---------- Excerpt to read ----------

Haitham initiated an inquiry into the ventilator procurement process during the Maldives' COVID-19 pandemic response. On April 10, 2020, Haitham sent a formal letter to Health Minister Abdulla Ameen, posing ten questions about the procurement of 75 ventilators from Dubai-based Executors General Trading for MVR 34.5 million. The letter sought clarification on delays in ventilator deliveries, the procurement method, the government's strategy to achieve its 200-ventilator target, verification of claims about ventilators in transit, assurances regarding arrivals, and explanations for delays attributed to travel restrictions. Haitham's inquiry was prompted by public concern over lack of transparency and inconsistencies in official statements. The significant public funds involved and reports of only ten non-compliant ventilators being delivered despite a 90% upfront payment raised questions about financial management. This letter marked the beginning of Haitham's efforts to uncover details of the ventilator scandal, leading to a full-scale investigation and political consequences.

---------- Data extract ----------

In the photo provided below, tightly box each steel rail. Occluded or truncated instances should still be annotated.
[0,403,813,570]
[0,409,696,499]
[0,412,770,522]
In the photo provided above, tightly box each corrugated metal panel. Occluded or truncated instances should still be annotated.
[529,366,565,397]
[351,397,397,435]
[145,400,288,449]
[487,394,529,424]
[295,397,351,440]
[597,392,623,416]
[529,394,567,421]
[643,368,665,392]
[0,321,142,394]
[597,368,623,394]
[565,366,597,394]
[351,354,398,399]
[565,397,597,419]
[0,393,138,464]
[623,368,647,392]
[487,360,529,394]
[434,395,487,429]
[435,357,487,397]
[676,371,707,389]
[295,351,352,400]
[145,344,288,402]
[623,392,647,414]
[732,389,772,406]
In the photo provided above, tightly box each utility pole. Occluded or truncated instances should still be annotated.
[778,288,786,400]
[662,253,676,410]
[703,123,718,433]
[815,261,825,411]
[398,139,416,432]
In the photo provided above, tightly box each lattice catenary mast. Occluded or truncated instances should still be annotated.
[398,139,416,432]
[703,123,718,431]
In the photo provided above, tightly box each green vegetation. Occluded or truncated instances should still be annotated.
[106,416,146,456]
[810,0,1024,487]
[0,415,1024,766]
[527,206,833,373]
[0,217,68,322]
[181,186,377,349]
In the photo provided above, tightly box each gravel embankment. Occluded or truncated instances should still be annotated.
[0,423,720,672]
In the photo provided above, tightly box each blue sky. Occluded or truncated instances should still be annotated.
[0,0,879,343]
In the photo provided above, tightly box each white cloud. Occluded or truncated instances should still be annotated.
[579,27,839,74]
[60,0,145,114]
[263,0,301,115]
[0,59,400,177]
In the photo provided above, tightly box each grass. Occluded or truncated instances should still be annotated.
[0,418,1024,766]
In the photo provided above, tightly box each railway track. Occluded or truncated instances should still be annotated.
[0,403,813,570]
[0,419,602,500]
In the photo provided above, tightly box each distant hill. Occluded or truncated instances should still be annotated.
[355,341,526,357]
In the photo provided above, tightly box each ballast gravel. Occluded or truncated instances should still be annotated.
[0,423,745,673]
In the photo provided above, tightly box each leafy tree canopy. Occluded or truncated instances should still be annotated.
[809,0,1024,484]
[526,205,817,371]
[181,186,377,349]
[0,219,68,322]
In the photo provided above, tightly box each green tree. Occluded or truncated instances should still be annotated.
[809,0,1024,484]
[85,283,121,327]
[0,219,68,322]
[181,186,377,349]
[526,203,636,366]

----------

Continue the passage on Haitham's ventilator procurement inquiry from the point where it ends. The rows play no part in what is asked here.

==== Response and impact ====
On April 28, 2020, Minister Ameen responded to Haitham's letter, while a notice was sent to minister prior to the response noting that a fourteen-day period is given to respond under Article 74 of the Constitution, the People's Majlis said that the health minister had failed to send a response before this period expired at 2 p.m. on Monday April 27, 2020, response stated that the contracts were awarded to companies with a history of supplying medical equipment to the ministry. Ameen claimed delays were due to global lockdowns and travel restrictions, and that Executors General Trading was recommended by the World Health Organization (WHO). These claims were later contradicted by an audit report. A compliance audit report released in August 2020 revealed that the Health Ministry had not followed regulations in awarding the contract. It exposed that Executors General Trading was not a WHO-recommended supplier, contrary to the government's earlier claims. On August 26, 2020, Ameen responded to allegations, citing the state of emergency and global ventilator shortage as justifications for their actions. On October 14, 2020, the Anti-Corruption Commission (ACC) forwarded charges against eleven health ministry officials, including Minister Ameen, to the Prosecutor General's Office (PGO). The PGO decided not to press charges on October 20, 2020, citing insufficient evidence. In response, on November 2, 2020, the People's Majlis passed a motion to seek a review of the PGO's decision.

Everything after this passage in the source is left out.